EXTRACT PROVIDED
:::::
Stanley Cup Playoffs Are Best Show on TV
Some say The Masters is a tradition unlike any other. Well apparently, those folks have never had a limb broken in six different places, lost a par-5’s-worth of teeth along the boards, or donned a flak jacket instead of a green one. The NHL’s Stanley Cup Playoffs feature a menagerie of bearded weirdoes who are more likely to run over than to play through. It is unlikely you will hear any cries of “fore” before an opponent is laid out during the forecheck. The NHL may not feature much of any polyester, plaid and checks, and you’re more than likely to see a defenseman pull a sand wedge out of his trunk for reasons other than hitting a little, white ball. Forget about foursomes, hockey has gruesome down pat.
Every April marks the beginning of perhaps the most grueling and intense two-month period this side of watching Ken Burns’ Baseball beginning to end … Everyone from Bernie “Boom Boom” Geoffrion to Bernie Parent, Guy Lafleur to Guy Lapointe and guys named Roy, Orr, Gretzky, and Richard, who have ever strapped on the skates, and at some point probably should have been strapped down, cemented their legacy in this human demolition derby on ice. The goal: Lord Stanley’s Cup.
When you think of the origins of this hallowed trophy, how it was purchased as a punch bowl in 1892, it seems to do little justice to the amount of blood, sweat, and heaven knows what else is expended along the way of teams trying to earn it. But, rest assured, this piece of hardware does not belong at any college freshmen mixer, even though it could find its way into one after all the half-soused revelry has taken place.
While the notion of a punch bowl may belie the effort that it takes to be able to sip Korbel out of Lord Stanley’s Mug, the size of the actual trophy is appropriate. Think of the some of the other major sports’ trophies. The Lombardi Trophy can be easily hoisted aloft by Super Bowl winning players, even though a Sergio Ramos-esque mishandle could lead an innocent bystander to be horrifically impaled by a silver prolate spheroid. The Larry O’Brien Championship Trophy is significantly larger and an asymmetrical nightmare. Looking at it from the side, though, makes one constantly want to run over to stop it from tipping over and landing on the shag. MLB’s Commissioner Trophy? Probably the least aesthetic of the bunch. All those flags emanating from the base of the award makes it look like a spruced-up bowling trophy.
:::::
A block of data
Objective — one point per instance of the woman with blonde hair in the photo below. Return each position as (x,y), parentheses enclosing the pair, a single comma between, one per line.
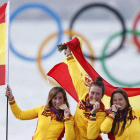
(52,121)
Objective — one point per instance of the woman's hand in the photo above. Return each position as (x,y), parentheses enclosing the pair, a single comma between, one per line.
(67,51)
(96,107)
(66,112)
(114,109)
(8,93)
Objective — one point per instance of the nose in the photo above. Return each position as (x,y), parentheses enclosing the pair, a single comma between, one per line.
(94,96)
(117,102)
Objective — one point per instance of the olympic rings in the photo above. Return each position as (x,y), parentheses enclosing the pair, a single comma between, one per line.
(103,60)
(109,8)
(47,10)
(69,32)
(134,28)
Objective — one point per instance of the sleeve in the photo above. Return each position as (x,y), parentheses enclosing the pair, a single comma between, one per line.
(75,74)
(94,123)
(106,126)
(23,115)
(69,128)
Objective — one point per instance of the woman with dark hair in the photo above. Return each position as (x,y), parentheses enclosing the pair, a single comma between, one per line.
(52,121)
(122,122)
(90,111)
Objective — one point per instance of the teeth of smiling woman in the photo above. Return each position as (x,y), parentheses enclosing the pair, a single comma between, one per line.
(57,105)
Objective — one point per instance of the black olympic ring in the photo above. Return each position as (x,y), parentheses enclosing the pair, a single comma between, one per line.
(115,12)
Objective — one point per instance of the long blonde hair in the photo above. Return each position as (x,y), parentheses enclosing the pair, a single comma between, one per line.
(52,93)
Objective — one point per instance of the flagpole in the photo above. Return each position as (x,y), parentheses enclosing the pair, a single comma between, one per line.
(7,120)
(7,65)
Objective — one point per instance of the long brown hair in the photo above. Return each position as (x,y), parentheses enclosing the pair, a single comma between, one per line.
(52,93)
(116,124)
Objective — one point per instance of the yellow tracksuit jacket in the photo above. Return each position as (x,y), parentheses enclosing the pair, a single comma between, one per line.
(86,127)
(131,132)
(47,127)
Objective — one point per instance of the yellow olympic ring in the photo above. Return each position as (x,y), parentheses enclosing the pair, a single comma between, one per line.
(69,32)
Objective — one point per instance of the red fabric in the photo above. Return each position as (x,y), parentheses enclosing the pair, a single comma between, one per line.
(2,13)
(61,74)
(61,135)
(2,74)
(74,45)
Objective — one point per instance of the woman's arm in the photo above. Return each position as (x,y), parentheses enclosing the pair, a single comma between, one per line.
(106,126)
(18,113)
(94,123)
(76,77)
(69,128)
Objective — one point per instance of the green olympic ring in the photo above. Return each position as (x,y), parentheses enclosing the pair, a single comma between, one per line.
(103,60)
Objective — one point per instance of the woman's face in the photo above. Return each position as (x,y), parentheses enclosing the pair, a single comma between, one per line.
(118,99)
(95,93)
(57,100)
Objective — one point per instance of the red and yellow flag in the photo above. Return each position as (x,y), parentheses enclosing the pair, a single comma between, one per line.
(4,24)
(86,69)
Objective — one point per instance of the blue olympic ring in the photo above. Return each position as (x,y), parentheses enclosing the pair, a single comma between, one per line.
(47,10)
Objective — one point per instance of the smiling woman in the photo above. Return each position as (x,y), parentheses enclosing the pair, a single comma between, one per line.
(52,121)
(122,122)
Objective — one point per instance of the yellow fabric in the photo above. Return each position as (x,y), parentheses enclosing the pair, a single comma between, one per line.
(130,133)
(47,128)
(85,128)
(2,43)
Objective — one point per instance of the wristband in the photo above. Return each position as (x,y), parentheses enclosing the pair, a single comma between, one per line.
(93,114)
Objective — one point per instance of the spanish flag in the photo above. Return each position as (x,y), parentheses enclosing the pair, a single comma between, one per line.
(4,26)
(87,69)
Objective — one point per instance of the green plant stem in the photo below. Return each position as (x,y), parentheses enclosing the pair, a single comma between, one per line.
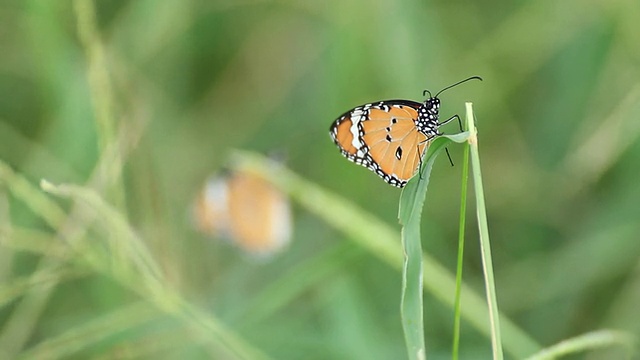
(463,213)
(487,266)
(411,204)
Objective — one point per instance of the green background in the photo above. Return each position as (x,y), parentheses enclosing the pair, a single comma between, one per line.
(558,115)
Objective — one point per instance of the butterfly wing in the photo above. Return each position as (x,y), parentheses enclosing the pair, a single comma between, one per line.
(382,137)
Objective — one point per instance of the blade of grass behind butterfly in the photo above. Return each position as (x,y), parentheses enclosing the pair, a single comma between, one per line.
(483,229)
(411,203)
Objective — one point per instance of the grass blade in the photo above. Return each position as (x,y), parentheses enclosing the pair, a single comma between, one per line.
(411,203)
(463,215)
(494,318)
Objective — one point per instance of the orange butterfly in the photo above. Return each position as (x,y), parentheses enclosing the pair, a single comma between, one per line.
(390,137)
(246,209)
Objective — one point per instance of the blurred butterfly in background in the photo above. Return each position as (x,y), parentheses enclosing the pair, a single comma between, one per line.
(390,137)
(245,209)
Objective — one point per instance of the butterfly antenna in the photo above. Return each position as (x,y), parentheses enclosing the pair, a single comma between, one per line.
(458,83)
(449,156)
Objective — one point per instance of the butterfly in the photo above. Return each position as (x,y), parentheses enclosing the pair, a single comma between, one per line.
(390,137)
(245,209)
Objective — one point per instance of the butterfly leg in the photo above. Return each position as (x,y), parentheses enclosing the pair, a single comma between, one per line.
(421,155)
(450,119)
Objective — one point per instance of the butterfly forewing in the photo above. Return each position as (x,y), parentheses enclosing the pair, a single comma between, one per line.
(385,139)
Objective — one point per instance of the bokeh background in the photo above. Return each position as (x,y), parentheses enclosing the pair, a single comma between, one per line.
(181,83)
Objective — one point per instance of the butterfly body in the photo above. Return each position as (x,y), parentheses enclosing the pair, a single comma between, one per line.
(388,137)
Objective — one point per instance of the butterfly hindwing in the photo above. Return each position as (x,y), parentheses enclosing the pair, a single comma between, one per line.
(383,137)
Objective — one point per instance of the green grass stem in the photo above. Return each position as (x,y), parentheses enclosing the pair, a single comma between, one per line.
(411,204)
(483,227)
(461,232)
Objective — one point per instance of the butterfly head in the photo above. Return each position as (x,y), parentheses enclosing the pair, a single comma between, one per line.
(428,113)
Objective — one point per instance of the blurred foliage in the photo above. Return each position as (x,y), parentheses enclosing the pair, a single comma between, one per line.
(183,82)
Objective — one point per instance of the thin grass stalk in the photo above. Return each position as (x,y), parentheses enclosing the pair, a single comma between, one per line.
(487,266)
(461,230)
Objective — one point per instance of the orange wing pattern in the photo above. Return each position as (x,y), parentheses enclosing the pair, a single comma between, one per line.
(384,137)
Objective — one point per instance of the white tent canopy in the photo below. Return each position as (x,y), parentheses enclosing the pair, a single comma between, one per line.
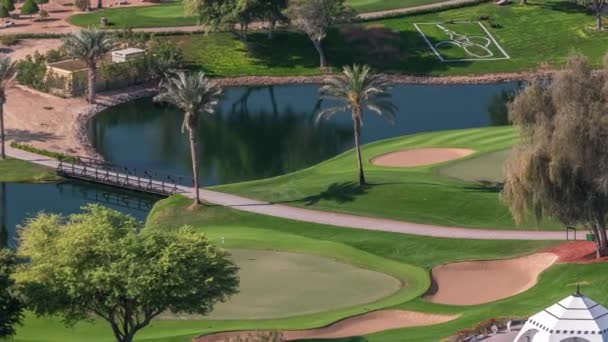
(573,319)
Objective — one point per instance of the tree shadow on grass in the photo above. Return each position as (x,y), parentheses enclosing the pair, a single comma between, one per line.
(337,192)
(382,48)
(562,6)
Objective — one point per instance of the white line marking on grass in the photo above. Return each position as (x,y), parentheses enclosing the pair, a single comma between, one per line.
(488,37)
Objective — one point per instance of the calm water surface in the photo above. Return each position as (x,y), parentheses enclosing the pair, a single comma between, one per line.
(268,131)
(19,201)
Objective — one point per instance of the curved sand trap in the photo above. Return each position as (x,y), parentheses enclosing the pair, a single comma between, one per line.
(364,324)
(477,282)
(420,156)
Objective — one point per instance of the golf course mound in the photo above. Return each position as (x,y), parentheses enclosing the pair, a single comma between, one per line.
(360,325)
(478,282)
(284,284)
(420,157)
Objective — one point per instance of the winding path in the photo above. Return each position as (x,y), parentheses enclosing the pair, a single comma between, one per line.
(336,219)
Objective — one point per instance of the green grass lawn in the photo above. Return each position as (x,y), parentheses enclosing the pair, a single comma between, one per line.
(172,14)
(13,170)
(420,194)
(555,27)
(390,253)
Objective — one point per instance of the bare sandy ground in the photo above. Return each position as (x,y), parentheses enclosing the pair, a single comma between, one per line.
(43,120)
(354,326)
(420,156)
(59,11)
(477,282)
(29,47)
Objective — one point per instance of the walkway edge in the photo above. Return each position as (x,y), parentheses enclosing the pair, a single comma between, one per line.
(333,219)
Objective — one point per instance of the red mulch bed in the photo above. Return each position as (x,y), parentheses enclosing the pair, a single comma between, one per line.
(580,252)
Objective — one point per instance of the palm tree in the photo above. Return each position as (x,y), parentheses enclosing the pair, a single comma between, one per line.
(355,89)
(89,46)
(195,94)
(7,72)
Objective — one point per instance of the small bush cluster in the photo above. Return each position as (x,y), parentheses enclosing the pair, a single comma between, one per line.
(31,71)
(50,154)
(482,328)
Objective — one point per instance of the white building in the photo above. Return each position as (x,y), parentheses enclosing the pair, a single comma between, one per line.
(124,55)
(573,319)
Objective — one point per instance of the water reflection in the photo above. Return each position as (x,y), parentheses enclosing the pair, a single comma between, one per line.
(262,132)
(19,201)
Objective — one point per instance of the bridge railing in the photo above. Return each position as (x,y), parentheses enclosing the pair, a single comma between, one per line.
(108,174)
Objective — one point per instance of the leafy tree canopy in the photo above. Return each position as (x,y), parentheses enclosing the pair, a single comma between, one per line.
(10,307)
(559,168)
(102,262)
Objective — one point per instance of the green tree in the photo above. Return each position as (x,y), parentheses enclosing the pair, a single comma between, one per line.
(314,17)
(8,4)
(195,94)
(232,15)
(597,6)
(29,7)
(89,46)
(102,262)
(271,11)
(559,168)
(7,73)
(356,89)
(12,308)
:::::
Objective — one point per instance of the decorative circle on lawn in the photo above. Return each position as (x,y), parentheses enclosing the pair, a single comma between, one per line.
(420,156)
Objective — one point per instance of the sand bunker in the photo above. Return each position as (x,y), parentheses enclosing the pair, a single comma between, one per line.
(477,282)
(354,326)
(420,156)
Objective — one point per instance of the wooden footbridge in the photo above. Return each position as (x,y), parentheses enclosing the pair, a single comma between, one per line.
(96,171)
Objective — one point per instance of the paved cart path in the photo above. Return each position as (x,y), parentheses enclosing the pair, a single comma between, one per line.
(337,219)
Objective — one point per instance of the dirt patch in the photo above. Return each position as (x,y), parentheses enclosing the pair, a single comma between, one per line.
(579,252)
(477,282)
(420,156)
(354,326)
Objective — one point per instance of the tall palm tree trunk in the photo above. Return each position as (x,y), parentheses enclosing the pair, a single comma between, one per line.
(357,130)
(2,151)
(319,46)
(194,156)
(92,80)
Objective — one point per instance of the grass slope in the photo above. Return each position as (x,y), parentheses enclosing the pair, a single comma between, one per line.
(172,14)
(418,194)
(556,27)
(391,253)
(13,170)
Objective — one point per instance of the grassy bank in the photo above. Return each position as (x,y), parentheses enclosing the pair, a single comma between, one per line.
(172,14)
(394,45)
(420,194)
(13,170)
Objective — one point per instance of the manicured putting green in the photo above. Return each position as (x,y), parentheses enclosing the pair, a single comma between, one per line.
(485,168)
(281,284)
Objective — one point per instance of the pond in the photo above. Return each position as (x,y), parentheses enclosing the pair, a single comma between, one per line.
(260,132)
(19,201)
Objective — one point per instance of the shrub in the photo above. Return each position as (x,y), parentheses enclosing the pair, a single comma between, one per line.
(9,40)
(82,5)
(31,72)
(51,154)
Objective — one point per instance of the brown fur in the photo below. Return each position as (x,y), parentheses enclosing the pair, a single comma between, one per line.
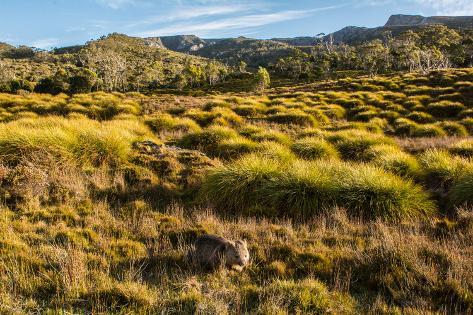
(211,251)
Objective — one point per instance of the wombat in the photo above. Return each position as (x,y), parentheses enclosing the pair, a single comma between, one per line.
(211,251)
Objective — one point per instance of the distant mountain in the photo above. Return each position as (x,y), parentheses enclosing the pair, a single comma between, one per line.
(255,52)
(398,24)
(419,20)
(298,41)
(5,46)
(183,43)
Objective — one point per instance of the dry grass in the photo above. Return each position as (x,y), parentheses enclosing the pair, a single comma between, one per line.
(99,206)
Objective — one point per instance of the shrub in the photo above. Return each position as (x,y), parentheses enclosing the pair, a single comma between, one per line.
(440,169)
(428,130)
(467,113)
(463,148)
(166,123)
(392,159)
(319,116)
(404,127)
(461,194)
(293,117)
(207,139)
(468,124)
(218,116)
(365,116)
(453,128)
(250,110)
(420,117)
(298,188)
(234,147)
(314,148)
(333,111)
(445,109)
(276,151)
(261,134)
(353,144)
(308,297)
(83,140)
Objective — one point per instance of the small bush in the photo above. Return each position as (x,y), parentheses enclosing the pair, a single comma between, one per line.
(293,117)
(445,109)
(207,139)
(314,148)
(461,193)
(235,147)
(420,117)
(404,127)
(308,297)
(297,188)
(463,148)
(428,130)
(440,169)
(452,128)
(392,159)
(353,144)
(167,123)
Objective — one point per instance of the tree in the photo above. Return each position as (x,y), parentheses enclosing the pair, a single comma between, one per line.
:::::
SET OF TASKS
a) Give the Stanley Cup playoffs article again from "Every April marks" up to and including "Lord Stanley’s Cup.", updating it so that "grueling" reads "punishing".
b) According to the Stanley Cup playoffs article, in what year was the trophy purchased as a punch bowl?

ANSWERS PROVIDED
a)
Every April marks the beginning of perhaps the most punishing and intense two-month period this side of watching Ken Burns’ Baseball beginning to end … Everyone from Bernie “Boom Boom” Geoffrion to Bernie Parent, Guy Lafleur to Guy Lapointe and guys named Roy, Orr, Gretzky, and Richard, who have ever strapped on the skates, and at some point probably should have been strapped down, cemented their legacy in this human demolition derby on ice. The goal: Lord Stanley’s Cup.

b) 1892